**AIM**
Write out, character for character, the line containing "on the chain-link" and all lines after it up to the end of the listing.

_ _ _ _

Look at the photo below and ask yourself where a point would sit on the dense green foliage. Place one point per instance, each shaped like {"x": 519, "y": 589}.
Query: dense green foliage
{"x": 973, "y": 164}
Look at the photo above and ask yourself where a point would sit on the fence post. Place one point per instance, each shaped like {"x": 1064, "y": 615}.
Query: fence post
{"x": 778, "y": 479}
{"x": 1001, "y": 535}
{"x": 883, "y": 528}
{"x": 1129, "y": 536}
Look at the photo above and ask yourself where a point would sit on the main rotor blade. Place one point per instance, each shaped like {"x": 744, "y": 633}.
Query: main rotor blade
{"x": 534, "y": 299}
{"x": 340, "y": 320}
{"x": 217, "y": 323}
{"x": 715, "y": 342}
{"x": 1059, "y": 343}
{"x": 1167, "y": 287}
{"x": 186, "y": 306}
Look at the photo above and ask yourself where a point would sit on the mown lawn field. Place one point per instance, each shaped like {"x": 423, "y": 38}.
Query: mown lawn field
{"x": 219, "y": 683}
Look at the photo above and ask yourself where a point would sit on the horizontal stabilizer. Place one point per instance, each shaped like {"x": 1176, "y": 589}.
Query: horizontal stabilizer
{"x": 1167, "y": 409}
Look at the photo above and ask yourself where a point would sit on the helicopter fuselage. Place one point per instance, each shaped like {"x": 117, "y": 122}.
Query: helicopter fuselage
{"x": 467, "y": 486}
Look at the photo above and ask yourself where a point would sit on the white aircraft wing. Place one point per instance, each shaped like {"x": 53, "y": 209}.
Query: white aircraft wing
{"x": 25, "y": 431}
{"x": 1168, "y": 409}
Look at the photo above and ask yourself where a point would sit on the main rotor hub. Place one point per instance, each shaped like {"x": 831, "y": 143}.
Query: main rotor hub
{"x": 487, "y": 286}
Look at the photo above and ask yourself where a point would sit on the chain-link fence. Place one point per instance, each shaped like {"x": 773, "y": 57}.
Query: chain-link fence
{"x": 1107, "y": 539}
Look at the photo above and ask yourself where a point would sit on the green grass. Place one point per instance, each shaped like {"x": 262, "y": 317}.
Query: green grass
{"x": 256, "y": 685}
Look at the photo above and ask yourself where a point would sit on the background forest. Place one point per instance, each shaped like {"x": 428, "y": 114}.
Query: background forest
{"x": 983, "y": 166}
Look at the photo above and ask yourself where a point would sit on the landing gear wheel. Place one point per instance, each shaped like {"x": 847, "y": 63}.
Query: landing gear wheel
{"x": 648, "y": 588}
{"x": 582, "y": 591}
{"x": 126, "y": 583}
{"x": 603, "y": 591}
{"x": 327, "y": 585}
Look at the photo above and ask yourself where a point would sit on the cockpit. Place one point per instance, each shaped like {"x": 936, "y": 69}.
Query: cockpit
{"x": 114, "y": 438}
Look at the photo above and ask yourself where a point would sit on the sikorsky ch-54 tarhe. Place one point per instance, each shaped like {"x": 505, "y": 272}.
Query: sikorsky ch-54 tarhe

_ _ _ _

**ANSWER TO THE EXERCISE**
Look at the photo above and ask yourself where a point would sit on the chain-link fence. Place one point per instance, each shaped like {"x": 773, "y": 57}.
Query: chain-link fence
{"x": 1107, "y": 539}
Look at the photo above and ask yourself where a point would sit on the green grass. Place one point per instance, each shaped like {"x": 262, "y": 317}.
Query: green grass
{"x": 256, "y": 685}
Look at the photo above and ask yourself where a point would sit on the background forest. Place one point per instance, each shaped like {"x": 428, "y": 114}.
Query: background forest
{"x": 983, "y": 166}
Look at the photo above and ask yourself where a point would sit on the landing gear wheel. Place one point per instance, each shaped like {"x": 847, "y": 63}.
Query: landing gear wheel
{"x": 648, "y": 588}
{"x": 582, "y": 591}
{"x": 126, "y": 583}
{"x": 603, "y": 591}
{"x": 327, "y": 585}
Look at the photo above and ask yourself where a point would sit on the cockpit. Place one point per instance, each shaped like {"x": 936, "y": 69}.
Query: cockpit
{"x": 114, "y": 438}
Look at the photo above and ask yourself where a point would sit on the sikorsky ch-54 tarhe. Place one point per instance, each shaped like {"x": 505, "y": 272}.
Query: sikorsky ch-54 tarhe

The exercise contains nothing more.